Le moyen fait grief à l'arrêt attaqué d'AVOIR dit que le licenciement de M. Y... pour faute grave était fondé et de l'AVOIR débouté de ses demandes au titre d'un licenciement sans cause réelle et sérieuse et condamné à payer à la société ALTERCAFÉ une somme en application de l'article 700 du code de procédure civile

AUX MOTIFS QUE, aux termes de l'arrêt attaqué,

«Sur le bien fondé du licenciement pour faute grave

Le licenciement de M. Y... pour faute grave est motivé par deux séries de faits, d'une part, avoir prélevé pour son compte personnel des espèces, des marchandises et des matériels de la société, d'autre part, avoir consommé régulièrement des stupéfiants sur le lieu de travail, faits constituant selon l'employeur un manquement à l'obligation de loyauté qu'il était en droit d'attendre d'un responsable, de surcroît associé.
Il convient d'examiner si les faits sont avérés, dans l'affirmative, s'ils étaient d'une gravité telle que le maintien du salarié dans l'entreprise était impossible, la charge de la preuve incombant à l'employeur.

Sur la réalité des faits

Sur les prélèvements en espèces

En premier lieu, il est indiqué dans la lettre de licenciement que M. Y... a été vu sur la vidéo-surveillance en train de prélever des billets, des pièces et des tickets-restaurant dans la caisse enregistreuse le 24 juillet 2016 avec la description du mode opératoire : ceux-ci étaient déposés dans la pannière posée sur son plateau et recouverte par le linge servant à nettoyer les tables, puis complétés par les sommes remises par les clients au cours du service, rien n'étant remis dans la caisse à la fin du service.

Aucune photographie n'a été extraite de la vidéo-surveillance mais les faits sont reconnus. Mme B..., étudiante, précise les avoir signalés à l'employeur fin août et les relate de manière détaillée dans son attestation.

> [Consignes]:
**1)** D'après l'extrait de l'arrêt, qu'est-ce que M. Y... a été vu en train de prélever dans la caisse enregistreuse le 24 juillet 2016 ? Citez tout.
**2)** Reproduisez à l'identique le passage de l'extrait de l'arrêt qui commence aux mots « Il convient d'examiner » et s'arrête après les mots « incombant à l'employeur. ».
**3)** Selon l'extrait de l'arrêt, qui a signalé les faits à l'employeur fin août ?

> [Données]:
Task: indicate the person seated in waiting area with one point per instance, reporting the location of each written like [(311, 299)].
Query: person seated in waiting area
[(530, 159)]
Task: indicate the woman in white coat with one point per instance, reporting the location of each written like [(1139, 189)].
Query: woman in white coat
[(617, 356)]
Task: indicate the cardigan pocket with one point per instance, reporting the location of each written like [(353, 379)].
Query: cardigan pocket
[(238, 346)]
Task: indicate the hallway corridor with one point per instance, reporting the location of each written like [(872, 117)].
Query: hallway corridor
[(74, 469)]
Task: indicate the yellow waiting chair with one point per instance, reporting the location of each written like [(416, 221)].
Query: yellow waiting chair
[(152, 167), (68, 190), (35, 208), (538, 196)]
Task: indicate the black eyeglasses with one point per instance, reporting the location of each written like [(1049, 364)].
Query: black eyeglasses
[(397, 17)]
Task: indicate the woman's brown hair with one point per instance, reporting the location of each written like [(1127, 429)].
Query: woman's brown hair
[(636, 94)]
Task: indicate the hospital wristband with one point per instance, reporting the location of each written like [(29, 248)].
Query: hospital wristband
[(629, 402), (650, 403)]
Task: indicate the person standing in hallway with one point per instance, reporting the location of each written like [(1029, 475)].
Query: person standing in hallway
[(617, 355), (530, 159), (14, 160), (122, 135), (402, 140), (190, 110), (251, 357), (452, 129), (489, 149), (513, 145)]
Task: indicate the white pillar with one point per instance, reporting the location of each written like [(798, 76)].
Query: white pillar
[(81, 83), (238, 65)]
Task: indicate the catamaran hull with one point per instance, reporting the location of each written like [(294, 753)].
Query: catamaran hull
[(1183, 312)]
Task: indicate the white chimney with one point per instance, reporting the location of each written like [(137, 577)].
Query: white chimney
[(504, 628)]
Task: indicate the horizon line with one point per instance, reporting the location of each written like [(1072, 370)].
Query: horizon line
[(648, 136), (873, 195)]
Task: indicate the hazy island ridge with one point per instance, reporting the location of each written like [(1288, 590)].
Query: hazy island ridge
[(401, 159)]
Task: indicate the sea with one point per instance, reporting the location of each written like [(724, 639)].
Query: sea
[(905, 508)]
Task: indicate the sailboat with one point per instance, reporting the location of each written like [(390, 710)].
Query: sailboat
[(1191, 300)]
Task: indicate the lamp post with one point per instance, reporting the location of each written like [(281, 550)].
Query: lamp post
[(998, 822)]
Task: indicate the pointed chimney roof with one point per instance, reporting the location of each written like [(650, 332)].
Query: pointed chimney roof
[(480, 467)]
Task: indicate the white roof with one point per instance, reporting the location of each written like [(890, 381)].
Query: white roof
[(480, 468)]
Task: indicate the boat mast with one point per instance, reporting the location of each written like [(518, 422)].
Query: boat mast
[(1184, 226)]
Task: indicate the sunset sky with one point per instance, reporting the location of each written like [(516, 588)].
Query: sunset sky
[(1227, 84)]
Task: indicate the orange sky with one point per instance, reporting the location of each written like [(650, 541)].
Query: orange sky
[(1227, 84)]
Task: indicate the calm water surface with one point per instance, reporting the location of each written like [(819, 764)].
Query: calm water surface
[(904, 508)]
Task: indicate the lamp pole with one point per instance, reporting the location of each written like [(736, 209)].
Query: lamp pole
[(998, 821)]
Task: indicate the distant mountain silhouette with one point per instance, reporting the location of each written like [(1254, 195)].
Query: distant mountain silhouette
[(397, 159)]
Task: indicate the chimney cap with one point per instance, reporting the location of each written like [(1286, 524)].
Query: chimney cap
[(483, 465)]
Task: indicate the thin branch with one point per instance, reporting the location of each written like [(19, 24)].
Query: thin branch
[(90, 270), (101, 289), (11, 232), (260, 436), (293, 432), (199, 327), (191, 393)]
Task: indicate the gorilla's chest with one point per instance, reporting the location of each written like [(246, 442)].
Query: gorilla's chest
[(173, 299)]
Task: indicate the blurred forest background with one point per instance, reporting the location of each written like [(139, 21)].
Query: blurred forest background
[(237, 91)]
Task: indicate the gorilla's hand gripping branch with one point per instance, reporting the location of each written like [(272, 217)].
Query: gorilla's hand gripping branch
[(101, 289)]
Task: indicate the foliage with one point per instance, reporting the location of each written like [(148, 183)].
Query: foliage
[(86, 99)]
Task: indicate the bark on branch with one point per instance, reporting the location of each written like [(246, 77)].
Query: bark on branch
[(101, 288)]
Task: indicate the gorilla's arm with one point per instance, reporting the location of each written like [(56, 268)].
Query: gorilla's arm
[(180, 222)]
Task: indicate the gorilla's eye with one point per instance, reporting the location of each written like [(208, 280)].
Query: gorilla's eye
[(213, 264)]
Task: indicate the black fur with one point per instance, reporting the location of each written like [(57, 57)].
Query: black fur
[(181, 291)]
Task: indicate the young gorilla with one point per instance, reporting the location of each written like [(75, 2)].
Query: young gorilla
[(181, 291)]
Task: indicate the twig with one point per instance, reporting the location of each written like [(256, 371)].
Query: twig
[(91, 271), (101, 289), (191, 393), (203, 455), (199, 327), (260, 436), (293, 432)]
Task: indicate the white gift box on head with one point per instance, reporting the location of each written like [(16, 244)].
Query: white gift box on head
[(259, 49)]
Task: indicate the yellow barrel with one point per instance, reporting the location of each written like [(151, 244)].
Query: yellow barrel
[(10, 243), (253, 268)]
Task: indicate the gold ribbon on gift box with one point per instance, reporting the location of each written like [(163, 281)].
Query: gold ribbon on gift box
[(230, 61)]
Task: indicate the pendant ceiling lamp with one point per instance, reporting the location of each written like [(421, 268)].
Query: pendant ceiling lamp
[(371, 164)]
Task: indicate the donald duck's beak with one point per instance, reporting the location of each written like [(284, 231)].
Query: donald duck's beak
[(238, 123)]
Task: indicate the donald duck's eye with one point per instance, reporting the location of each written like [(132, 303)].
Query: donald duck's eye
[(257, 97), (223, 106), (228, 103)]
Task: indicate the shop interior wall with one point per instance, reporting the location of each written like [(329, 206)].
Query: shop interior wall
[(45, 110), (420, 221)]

> [Réponses attendues]:
**1)** Des billets, des pièces et des tickets-restaurant.

**2)**
Il convient d'examiner si les faits sont avérés, dans l'affirmative, s'ils étaient d'une gravité telle que le maintien du salarié dans l'entreprise était impossible, la charge de la preuve incombant à l'employeur.

**3)** Mme B..., étudiante.